##### Given passage #####
It works, so at the end of the day that's what matters. The client vs server
question, from my perspective, ultimately comes down to a question of test
realism; in a real-world deployment you couldn't limit connections with
client-side code because there are multiple clients. That's what I mean by "it
doesn't make sense given that the error is server-side".

> Can you clarify why you think my use of semaphore does not make sense and
> why your suggestion is better? What is the benefit of dedicated coroutine?

I'm saying that mostly, but not exclusively, from a division of concerns
standpoint. You're acquiring the semaphore in a completely different context
than you're releasing it. On the one hand, that's partly a programming style
issue. On the other hand, it can also have some really important consequences:
for example, it's actually the event loop itself that is releasing the
semaphore for you when the task is done. Because of the way the event loop
works, it's hard to say exactly when the semaphore will be released. You want
to hold it for the absolute minimum time possible, since it's holding up
execution of other connections in the loop. Putting it into a dedicated
coroutine makes it clearer what's going on, makes it such that the acquirer
and releaser of the semaphore are the same, and means you are definitely
holding the semaphore for the minimum amount of time possible (since, again,
execution flow will not leave any particular coroutine until you yield/await
another). In general I would say that releasing the semaphore in a callback is
significantly more fragile, and mildly to moderately less performant, than
creating a dedicated coroutine to hold the semaphore and handle the request.
##### Information supplied #####
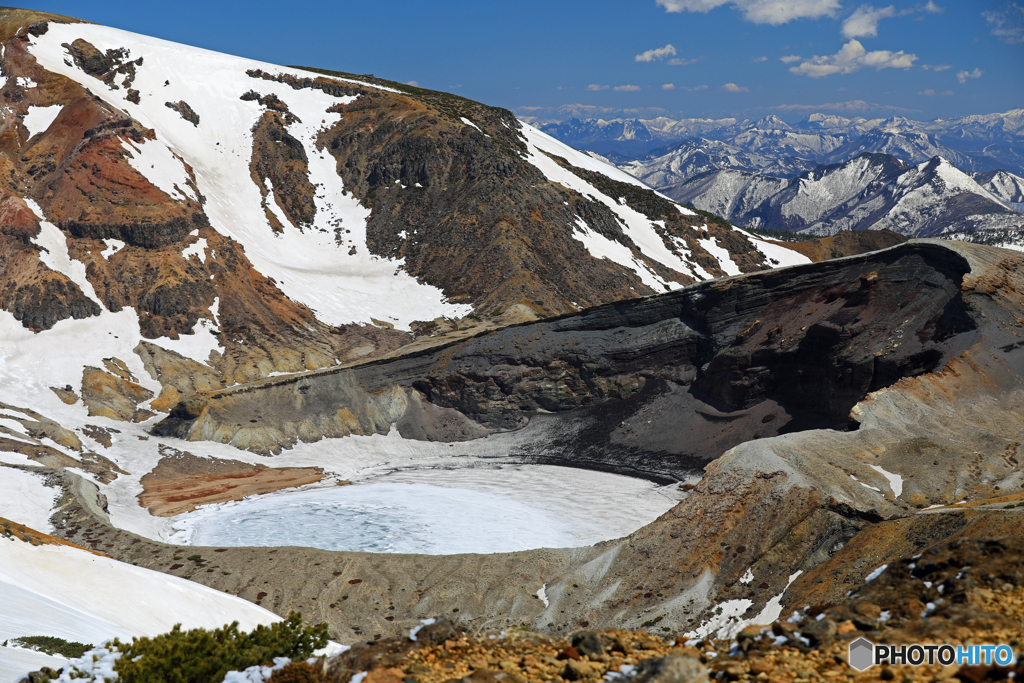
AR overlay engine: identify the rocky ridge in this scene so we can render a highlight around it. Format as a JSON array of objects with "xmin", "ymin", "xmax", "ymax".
[
  {"xmin": 0, "ymin": 8, "xmax": 801, "ymax": 448},
  {"xmin": 4, "ymin": 242, "xmax": 1024, "ymax": 642}
]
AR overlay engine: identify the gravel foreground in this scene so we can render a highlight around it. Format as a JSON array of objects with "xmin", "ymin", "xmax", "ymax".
[{"xmin": 270, "ymin": 539, "xmax": 1024, "ymax": 683}]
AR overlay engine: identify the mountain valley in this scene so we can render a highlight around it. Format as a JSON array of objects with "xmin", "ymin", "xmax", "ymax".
[{"xmin": 0, "ymin": 8, "xmax": 1024, "ymax": 683}]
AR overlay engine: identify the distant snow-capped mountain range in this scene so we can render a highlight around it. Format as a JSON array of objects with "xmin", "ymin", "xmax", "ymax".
[
  {"xmin": 541, "ymin": 110, "xmax": 1024, "ymax": 236},
  {"xmin": 535, "ymin": 109, "xmax": 1024, "ymax": 176},
  {"xmin": 663, "ymin": 153, "xmax": 1024, "ymax": 237}
]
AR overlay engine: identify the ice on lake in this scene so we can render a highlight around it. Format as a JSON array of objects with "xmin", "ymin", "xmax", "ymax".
[{"xmin": 169, "ymin": 466, "xmax": 678, "ymax": 555}]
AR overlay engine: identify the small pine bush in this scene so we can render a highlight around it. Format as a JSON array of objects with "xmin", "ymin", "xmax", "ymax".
[
  {"xmin": 4, "ymin": 636, "xmax": 92, "ymax": 659},
  {"xmin": 268, "ymin": 661, "xmax": 327, "ymax": 683},
  {"xmin": 114, "ymin": 612, "xmax": 328, "ymax": 683}
]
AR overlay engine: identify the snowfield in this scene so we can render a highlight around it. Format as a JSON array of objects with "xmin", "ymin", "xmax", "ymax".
[
  {"xmin": 163, "ymin": 464, "xmax": 679, "ymax": 555},
  {"xmin": 0, "ymin": 532, "xmax": 281, "ymax": 681},
  {"xmin": 31, "ymin": 23, "xmax": 472, "ymax": 330},
  {"xmin": 522, "ymin": 124, "xmax": 770, "ymax": 292}
]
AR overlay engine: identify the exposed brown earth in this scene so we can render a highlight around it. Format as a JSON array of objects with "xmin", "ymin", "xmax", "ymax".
[
  {"xmin": 774, "ymin": 230, "xmax": 909, "ymax": 263},
  {"xmin": 138, "ymin": 449, "xmax": 326, "ymax": 517}
]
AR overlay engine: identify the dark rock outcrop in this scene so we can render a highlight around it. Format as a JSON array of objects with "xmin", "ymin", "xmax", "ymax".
[{"xmin": 156, "ymin": 237, "xmax": 977, "ymax": 476}]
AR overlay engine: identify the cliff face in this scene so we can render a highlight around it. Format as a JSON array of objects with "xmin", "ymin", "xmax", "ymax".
[
  {"xmin": 46, "ymin": 241, "xmax": 1024, "ymax": 642},
  {"xmin": 155, "ymin": 239, "xmax": 976, "ymax": 472},
  {"xmin": 0, "ymin": 9, "xmax": 803, "ymax": 428}
]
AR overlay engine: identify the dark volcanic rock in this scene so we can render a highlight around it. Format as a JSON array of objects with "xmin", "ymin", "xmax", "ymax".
[
  {"xmin": 156, "ymin": 237, "xmax": 976, "ymax": 476},
  {"xmin": 164, "ymin": 99, "xmax": 199, "ymax": 128}
]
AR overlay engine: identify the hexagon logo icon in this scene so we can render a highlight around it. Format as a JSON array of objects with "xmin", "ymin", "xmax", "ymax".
[{"xmin": 850, "ymin": 638, "xmax": 874, "ymax": 671}]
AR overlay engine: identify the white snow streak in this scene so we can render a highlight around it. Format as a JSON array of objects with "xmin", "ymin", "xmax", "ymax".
[
  {"xmin": 868, "ymin": 465, "xmax": 903, "ymax": 498},
  {"xmin": 30, "ymin": 24, "xmax": 472, "ymax": 330},
  {"xmin": 22, "ymin": 104, "xmax": 63, "ymax": 137},
  {"xmin": 0, "ymin": 467, "xmax": 57, "ymax": 532}
]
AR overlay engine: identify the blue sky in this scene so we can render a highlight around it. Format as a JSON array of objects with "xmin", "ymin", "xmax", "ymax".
[{"xmin": 37, "ymin": 0, "xmax": 1024, "ymax": 121}]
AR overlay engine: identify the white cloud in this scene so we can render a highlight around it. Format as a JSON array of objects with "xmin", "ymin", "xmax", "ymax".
[
  {"xmin": 981, "ymin": 2, "xmax": 1024, "ymax": 45},
  {"xmin": 842, "ymin": 5, "xmax": 896, "ymax": 38},
  {"xmin": 657, "ymin": 0, "xmax": 841, "ymax": 26},
  {"xmin": 956, "ymin": 69, "xmax": 984, "ymax": 85},
  {"xmin": 634, "ymin": 44, "xmax": 676, "ymax": 61},
  {"xmin": 790, "ymin": 40, "xmax": 918, "ymax": 78}
]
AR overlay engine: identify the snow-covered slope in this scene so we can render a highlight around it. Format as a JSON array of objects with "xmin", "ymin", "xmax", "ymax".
[
  {"xmin": 30, "ymin": 23, "xmax": 471, "ymax": 329},
  {"xmin": 0, "ymin": 532, "xmax": 281, "ymax": 681},
  {"xmin": 662, "ymin": 169, "xmax": 790, "ymax": 227},
  {"xmin": 971, "ymin": 171, "xmax": 1024, "ymax": 211}
]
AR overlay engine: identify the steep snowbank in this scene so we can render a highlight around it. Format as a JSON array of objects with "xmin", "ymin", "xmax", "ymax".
[{"xmin": 0, "ymin": 540, "xmax": 281, "ymax": 680}]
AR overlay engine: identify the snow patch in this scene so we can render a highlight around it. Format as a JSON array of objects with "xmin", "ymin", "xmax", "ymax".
[
  {"xmin": 868, "ymin": 465, "xmax": 903, "ymax": 498},
  {"xmin": 0, "ymin": 540, "xmax": 281, "ymax": 679},
  {"xmin": 697, "ymin": 235, "xmax": 741, "ymax": 275},
  {"xmin": 537, "ymin": 584, "xmax": 551, "ymax": 608},
  {"xmin": 684, "ymin": 598, "xmax": 754, "ymax": 640},
  {"xmin": 409, "ymin": 616, "xmax": 437, "ymax": 643},
  {"xmin": 22, "ymin": 104, "xmax": 63, "ymax": 137},
  {"xmin": 150, "ymin": 296, "xmax": 220, "ymax": 365},
  {"xmin": 864, "ymin": 564, "xmax": 889, "ymax": 584},
  {"xmin": 0, "ymin": 467, "xmax": 57, "ymax": 532},
  {"xmin": 737, "ymin": 569, "xmax": 804, "ymax": 633},
  {"xmin": 29, "ymin": 24, "xmax": 473, "ymax": 331},
  {"xmin": 25, "ymin": 199, "xmax": 102, "ymax": 307},
  {"xmin": 121, "ymin": 139, "xmax": 199, "ymax": 202},
  {"xmin": 99, "ymin": 239, "xmax": 125, "ymax": 260},
  {"xmin": 181, "ymin": 238, "xmax": 208, "ymax": 263}
]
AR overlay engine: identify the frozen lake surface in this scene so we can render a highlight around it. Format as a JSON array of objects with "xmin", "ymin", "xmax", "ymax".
[{"xmin": 170, "ymin": 465, "xmax": 679, "ymax": 555}]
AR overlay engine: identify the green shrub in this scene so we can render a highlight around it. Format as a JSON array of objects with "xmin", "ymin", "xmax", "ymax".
[
  {"xmin": 114, "ymin": 612, "xmax": 327, "ymax": 683},
  {"xmin": 4, "ymin": 636, "xmax": 92, "ymax": 659}
]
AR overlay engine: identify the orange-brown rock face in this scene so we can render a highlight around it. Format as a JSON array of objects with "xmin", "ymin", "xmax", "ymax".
[
  {"xmin": 0, "ymin": 18, "xmax": 410, "ymax": 401},
  {"xmin": 138, "ymin": 449, "xmax": 325, "ymax": 517}
]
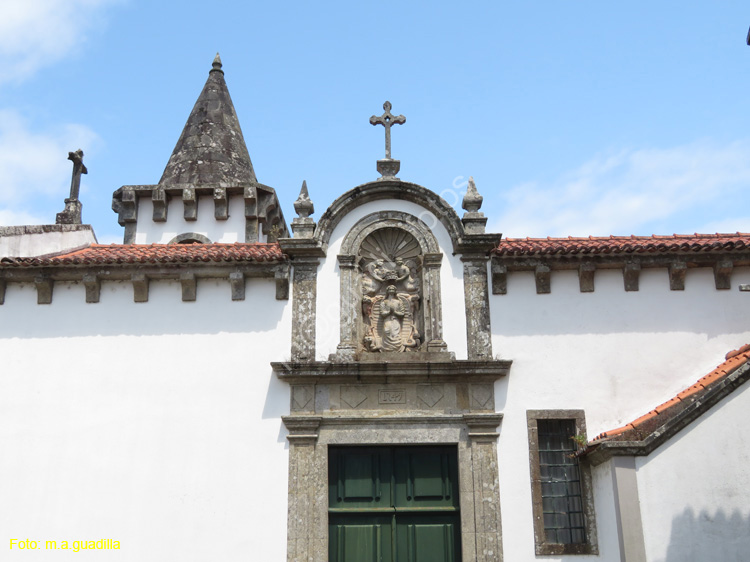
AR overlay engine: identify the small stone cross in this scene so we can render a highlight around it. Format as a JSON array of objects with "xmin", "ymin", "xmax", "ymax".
[
  {"xmin": 370, "ymin": 101, "xmax": 406, "ymax": 160},
  {"xmin": 68, "ymin": 148, "xmax": 89, "ymax": 201}
]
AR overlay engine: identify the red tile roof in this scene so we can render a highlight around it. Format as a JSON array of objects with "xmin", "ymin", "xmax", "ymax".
[
  {"xmin": 586, "ymin": 344, "xmax": 750, "ymax": 449},
  {"xmin": 493, "ymin": 232, "xmax": 750, "ymax": 256},
  {"xmin": 0, "ymin": 243, "xmax": 285, "ymax": 267}
]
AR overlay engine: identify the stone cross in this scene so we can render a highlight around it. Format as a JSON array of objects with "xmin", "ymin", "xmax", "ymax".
[
  {"xmin": 370, "ymin": 101, "xmax": 406, "ymax": 160},
  {"xmin": 68, "ymin": 148, "xmax": 89, "ymax": 201}
]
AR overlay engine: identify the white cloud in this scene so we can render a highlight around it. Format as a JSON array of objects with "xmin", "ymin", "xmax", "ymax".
[
  {"xmin": 0, "ymin": 110, "xmax": 98, "ymax": 225},
  {"xmin": 493, "ymin": 141, "xmax": 750, "ymax": 237},
  {"xmin": 0, "ymin": 0, "xmax": 120, "ymax": 83}
]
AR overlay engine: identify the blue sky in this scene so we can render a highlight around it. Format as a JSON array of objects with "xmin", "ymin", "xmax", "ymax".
[{"xmin": 0, "ymin": 0, "xmax": 750, "ymax": 243}]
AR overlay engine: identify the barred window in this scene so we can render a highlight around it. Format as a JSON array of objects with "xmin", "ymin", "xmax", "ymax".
[
  {"xmin": 527, "ymin": 410, "xmax": 597, "ymax": 555},
  {"xmin": 537, "ymin": 420, "xmax": 586, "ymax": 544}
]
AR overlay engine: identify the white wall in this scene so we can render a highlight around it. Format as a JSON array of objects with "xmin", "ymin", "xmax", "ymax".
[
  {"xmin": 0, "ymin": 280, "xmax": 291, "ymax": 561},
  {"xmin": 0, "ymin": 225, "xmax": 96, "ymax": 258},
  {"xmin": 135, "ymin": 195, "xmax": 250, "ymax": 244},
  {"xmin": 636, "ymin": 384, "xmax": 750, "ymax": 562},
  {"xmin": 316, "ymin": 199, "xmax": 467, "ymax": 360},
  {"xmin": 490, "ymin": 268, "xmax": 750, "ymax": 562}
]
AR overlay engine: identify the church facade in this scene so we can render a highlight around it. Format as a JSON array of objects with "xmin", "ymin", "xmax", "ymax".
[{"xmin": 0, "ymin": 55, "xmax": 750, "ymax": 562}]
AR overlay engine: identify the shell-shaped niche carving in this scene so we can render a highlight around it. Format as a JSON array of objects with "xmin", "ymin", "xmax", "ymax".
[{"xmin": 357, "ymin": 228, "xmax": 422, "ymax": 353}]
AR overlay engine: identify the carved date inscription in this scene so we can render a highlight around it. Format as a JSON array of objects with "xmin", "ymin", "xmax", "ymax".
[{"xmin": 378, "ymin": 390, "xmax": 406, "ymax": 404}]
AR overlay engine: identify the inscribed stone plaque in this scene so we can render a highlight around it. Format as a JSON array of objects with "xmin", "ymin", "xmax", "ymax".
[
  {"xmin": 341, "ymin": 386, "xmax": 367, "ymax": 408},
  {"xmin": 378, "ymin": 389, "xmax": 406, "ymax": 404},
  {"xmin": 417, "ymin": 384, "xmax": 444, "ymax": 408}
]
#####
Stated exercise:
Continue the forum reply above about releasing the semaphore in a callback versus in a dedicated coroutine, starting after its final sentence.

Answer to the exercise:
Does that all make sense?

> Either it does not fail at all, which seems unlikely, or it fails silently,
> which is more likely and is bad.

That's a fair statement, I think. As an aside, the print statement is slow, so
keep that in mind. It might actually be faster to have a single memory-mapped
file for the whole thing, and then just append the error and traceback to the
file. The built-in traceback library can be very useful for that. That's also
a bit more realistic, since obviously IRL you wouldn't be using a print
statement to keep track of errors. On a similar note, because file access is
so slow, you'd be best off figuring out some way to remove the part where the
server accesses the disk once per connection entirely. On a real-world system
you'd possibly use some kind of memory caching system to do that, especially
if you're just reading files and not writing them. That allows you to use a
little more memory (potentially as little as enough to have a single copy of
the file in memory) to drastically improve performance.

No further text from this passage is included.